## Statistics

Leapfrog Geo has a number of tools that help you to analyse your data. This topic describes the different statistics visualisations available and is divided into:

What options are available depends on the type of object.

Variations of each of these visualisations are described relative to the data objects for which they are relevant.

Leapfrog Geo uses fixed 25%/75% quartiles.

### Table of Statistics

For many data tables, you can view a table of statistics for multiple attributes. If the table has one or more category columns, data can, optionally, be grouped by category. To open a table of statistics, right-click on a data table then select Statistics. In the window that appears, select the Table of Statistics option.

In this example, we have the initial table of statistics for a merged table that has two category columns and four numeric columns, plus an Interval Length column. However, nothing is displayed in the table because data columns have not yet been selected.

The Statistics weighting dropdown list will contain different options depending on the object being inspected. For this merged table example, the options are Un-weighted and Length-weighted.

For a block model, the options are Un-weighted, Volume-weighted and Mass-weighted. When Mass-weighted is selected, you can also specify the Density as a constant number or by referencing a data column that contains density information. There is also an Additional weighting column which allows the selection of another numeric column to use for scaling. This is especially useful for selecting a stored proportion as illustrated here:

For columns other than stored proportions, you will need to specify the Weighting unit as Decimal or Percentage depending on the content of the data column.

*Coordinate annotation entries:*
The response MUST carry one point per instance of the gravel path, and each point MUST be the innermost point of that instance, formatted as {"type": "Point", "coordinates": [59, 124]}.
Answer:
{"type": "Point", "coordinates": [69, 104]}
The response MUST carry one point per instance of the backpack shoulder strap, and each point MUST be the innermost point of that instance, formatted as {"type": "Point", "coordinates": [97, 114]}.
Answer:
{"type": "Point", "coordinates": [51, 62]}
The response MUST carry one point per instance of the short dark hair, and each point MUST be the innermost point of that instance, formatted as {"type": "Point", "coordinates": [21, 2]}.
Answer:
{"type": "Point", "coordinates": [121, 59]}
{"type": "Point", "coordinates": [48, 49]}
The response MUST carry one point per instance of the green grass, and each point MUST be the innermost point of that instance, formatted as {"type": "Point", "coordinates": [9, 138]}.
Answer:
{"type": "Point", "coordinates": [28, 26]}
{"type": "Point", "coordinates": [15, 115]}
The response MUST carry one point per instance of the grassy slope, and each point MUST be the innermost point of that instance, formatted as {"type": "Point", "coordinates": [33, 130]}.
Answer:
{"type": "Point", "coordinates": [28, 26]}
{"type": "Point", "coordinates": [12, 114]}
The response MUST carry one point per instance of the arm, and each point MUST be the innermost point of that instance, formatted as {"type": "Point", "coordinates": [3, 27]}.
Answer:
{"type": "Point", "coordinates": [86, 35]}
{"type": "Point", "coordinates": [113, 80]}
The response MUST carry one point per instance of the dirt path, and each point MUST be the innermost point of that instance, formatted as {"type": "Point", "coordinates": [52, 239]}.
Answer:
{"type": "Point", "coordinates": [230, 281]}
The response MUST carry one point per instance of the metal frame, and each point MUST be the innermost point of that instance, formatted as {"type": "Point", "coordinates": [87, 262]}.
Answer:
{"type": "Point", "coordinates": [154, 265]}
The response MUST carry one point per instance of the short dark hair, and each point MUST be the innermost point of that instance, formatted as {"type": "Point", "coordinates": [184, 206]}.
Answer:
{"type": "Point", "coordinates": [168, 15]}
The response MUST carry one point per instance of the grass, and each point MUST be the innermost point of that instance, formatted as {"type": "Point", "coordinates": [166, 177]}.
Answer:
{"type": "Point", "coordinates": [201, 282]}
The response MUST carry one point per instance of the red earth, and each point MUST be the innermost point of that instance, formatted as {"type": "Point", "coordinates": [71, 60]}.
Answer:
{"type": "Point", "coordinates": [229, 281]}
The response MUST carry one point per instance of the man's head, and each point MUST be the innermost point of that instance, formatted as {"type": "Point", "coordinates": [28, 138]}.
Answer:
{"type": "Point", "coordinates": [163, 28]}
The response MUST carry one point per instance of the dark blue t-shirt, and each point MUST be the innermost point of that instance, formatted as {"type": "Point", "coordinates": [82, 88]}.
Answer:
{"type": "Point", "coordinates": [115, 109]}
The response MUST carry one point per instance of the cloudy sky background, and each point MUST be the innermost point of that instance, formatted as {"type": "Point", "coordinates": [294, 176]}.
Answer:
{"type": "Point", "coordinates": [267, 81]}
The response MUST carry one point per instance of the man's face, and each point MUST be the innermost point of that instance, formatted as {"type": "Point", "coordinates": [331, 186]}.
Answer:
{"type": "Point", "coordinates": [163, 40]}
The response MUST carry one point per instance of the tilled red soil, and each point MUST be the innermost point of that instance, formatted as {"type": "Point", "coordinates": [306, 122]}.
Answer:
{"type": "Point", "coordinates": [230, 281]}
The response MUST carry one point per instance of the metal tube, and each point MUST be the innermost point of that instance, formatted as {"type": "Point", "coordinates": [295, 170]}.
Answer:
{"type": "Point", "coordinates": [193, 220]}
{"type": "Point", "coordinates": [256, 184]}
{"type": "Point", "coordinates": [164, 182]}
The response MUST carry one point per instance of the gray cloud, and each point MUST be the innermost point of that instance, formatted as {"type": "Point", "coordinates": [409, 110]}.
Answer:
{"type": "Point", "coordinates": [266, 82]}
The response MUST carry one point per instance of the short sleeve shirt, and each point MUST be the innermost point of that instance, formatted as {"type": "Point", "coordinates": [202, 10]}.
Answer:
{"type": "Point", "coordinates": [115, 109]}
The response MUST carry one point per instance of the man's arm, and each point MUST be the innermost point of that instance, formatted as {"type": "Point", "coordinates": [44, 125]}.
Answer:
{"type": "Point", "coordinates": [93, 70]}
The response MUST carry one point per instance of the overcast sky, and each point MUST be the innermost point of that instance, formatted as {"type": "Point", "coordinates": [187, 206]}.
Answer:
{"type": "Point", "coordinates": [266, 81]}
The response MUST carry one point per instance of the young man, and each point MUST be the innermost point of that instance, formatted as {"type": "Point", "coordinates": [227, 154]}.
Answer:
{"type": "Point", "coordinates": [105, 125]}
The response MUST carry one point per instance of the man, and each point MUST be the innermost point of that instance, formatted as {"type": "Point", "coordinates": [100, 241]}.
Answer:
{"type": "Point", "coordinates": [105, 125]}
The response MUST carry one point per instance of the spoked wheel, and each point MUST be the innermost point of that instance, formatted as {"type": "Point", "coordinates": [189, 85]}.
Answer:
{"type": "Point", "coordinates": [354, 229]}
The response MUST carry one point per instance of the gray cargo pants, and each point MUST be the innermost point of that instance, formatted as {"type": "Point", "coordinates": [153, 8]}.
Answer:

*THE EXERCISE:* From the statistics page, list every option it names for the Statistics weighting dropdown list, across both the merged table and the block model.

*RESULT:* Un-weighted, Length-weighted, Volume-weighted, Mass-weighted